Records for this exercise>
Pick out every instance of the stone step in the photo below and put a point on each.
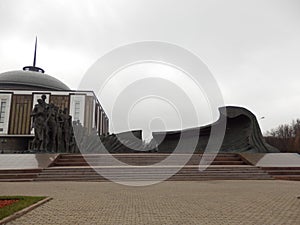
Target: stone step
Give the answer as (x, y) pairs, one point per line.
(138, 155)
(284, 172)
(154, 179)
(288, 177)
(58, 163)
(16, 180)
(281, 168)
(13, 171)
(17, 175)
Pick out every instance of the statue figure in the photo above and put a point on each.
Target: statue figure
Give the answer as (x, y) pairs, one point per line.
(53, 131)
(51, 128)
(60, 125)
(39, 117)
(67, 129)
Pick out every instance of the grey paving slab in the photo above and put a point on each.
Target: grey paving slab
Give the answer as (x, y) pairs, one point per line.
(206, 202)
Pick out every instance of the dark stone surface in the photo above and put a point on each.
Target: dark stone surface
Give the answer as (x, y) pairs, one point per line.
(53, 130)
(242, 134)
(29, 80)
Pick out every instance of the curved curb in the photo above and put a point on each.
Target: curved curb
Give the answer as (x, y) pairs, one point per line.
(24, 211)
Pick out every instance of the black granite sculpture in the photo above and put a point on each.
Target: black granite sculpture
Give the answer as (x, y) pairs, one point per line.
(53, 130)
(242, 134)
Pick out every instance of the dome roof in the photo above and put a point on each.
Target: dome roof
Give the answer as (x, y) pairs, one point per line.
(30, 80)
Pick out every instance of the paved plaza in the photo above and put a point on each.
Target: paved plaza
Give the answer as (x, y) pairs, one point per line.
(205, 202)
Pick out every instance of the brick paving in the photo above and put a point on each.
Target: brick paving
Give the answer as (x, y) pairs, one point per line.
(205, 202)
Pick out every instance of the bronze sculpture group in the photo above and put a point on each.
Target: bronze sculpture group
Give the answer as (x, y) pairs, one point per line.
(53, 130)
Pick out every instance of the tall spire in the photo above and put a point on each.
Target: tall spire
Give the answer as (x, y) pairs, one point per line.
(33, 67)
(34, 57)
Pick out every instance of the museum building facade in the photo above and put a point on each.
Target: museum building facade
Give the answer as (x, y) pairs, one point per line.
(19, 92)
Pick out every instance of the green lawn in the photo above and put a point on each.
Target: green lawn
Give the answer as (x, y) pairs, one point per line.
(24, 201)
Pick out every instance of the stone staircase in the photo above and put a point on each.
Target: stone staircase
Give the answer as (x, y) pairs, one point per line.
(20, 175)
(74, 167)
(284, 173)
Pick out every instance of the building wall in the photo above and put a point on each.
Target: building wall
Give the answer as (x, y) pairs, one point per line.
(21, 103)
(20, 110)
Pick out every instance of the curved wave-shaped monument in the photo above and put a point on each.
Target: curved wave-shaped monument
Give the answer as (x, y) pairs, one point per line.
(242, 134)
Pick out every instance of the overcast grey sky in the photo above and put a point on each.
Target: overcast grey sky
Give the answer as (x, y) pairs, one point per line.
(252, 47)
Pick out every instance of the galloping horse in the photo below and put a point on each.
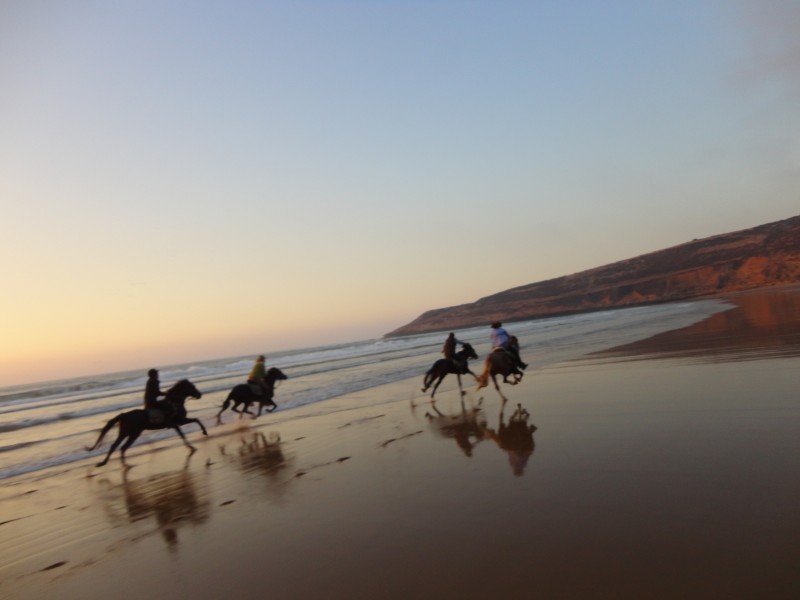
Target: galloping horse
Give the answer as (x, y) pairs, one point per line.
(443, 367)
(499, 362)
(244, 394)
(133, 422)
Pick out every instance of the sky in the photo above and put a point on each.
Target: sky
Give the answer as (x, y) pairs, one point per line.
(191, 180)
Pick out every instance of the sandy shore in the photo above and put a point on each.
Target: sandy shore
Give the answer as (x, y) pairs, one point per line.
(664, 470)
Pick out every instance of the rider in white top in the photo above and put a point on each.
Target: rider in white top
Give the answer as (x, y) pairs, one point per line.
(501, 339)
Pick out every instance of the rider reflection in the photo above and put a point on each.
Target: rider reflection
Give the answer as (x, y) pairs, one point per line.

Exercise prompt>
Quote the entries in full. Any image among them is to be omitted from the copy.

Task output>
Pick out every instance of the stone step in the photo below and put a point on each.
Target: stone step
Give the answer as (x, y) pairs, one point per line.
(138, 155)
(284, 172)
(154, 179)
(288, 177)
(58, 163)
(16, 180)
(281, 168)
(13, 171)
(17, 175)
Pick out every instance of the statue figure in the photo above and put a point on each.
Target: statue figure
Give the answer as (x, y) pairs, one point per line.
(53, 131)
(51, 128)
(60, 125)
(39, 117)
(67, 129)
Pick out every instance of the grey paving slab in the photo above and put a point on each.
Target: grey paving slab
Give the answer as (x, y) pairs, one point per line.
(206, 202)
Pick out every instance of the dark stone surface in the photo above and put a point on each.
Target: dark stone surface
Give the answer as (x, y) pairs, one point per line.
(53, 130)
(242, 134)
(29, 80)
Pick out every instance of the curved curb in the photo above and put a point on each.
Target: curved curb
Give the answer as (x, y) pairs, one point per line.
(24, 211)
Pick out every instance of the black granite sculpture in the photo above and put a point on each.
Target: black granite sculpture
Give the answer as (x, y) pairs, one point per line.
(53, 130)
(242, 134)
Pick out every instance of the dome roof in the photo above and put a point on each.
Target: dome roof
Give the answer as (x, y) pairs, one point per line.
(30, 80)
Pick out every instance of the paved plaza in the photo above and put a point on each.
Target: paved plaza
Give the answer as (x, y) pairs, one point per line.
(205, 202)
Pick out every instance of the brick paving in the photo above and put a point on each.
Target: brick paving
Give the answer as (x, y) pairs, one point per line.
(205, 202)
Pick out every instance of the bronze sculpture group in the photo above and put a point on each.
Target: bronze sculpture group
Give the answer as (x, y) pairs, one point per line.
(53, 130)
Pick out every instance of the tall spire in the photo above and put a point on each.
Target: tall spire
Give the answer as (x, y) pairs, one point per line.
(33, 67)
(34, 57)
Pick out every instance of the museum building facade in the photo above and put a point on each.
Target: museum building facade
Give the answer as (x, y) pairs, one point per line.
(19, 92)
Pick out every instance of the green lawn in the photo above and put a point on each.
Target: green lawn
Give the answer as (x, y) pairs, one point per line.
(24, 201)
Pick out every instance of the stone staircase in the photo above and put a point on each.
Target: stone staircase
Give the answer as (x, y) pairs, one point per line.
(20, 175)
(74, 167)
(284, 173)
Pick out every instance of the building wall in the photo above and put a point on each.
Target: building wall
Give the answer as (x, y) pairs, one point per line.
(21, 103)
(20, 110)
Pick out every instance of the curved wave-shaped monument in the photo above and put a point on each.
Target: curved wave-shaped monument
Give the answer as (x, y) pairs, one point per line.
(242, 134)
Pick out every instance of the overcast grey sky in the photo above and put a point on each.
Target: overcast grey sky
Give the answer as (x, y) pairs, one point per line.
(252, 47)
Pick out every instance of the galloping horse in the photo below and put a point on each.
Target: galloping horse
Give the answer as (x, y) pairs, one point per line.
(443, 367)
(499, 362)
(244, 394)
(133, 422)
Pick out every instance of the sky in the photo above and put a point on each.
Target: sky
Give the answer as (x, y) pairs, one point per line.
(191, 180)
Pick out every instance of the sandy shore in the photo above and put a point on each.
Target: sandy shore
Give the answer as (x, y) pairs, one point per line.
(664, 470)
Pick out every instance of the rider in white top in the photo above and put a point on each.
Target: rider in white top
Give the answer as (x, y) pairs, one point per line.
(501, 339)
Pick out every instance of the rider reflection in the photo above and put a point on each.
Target: rider reflection
Give the answer as (x, y) pairs, one point per line.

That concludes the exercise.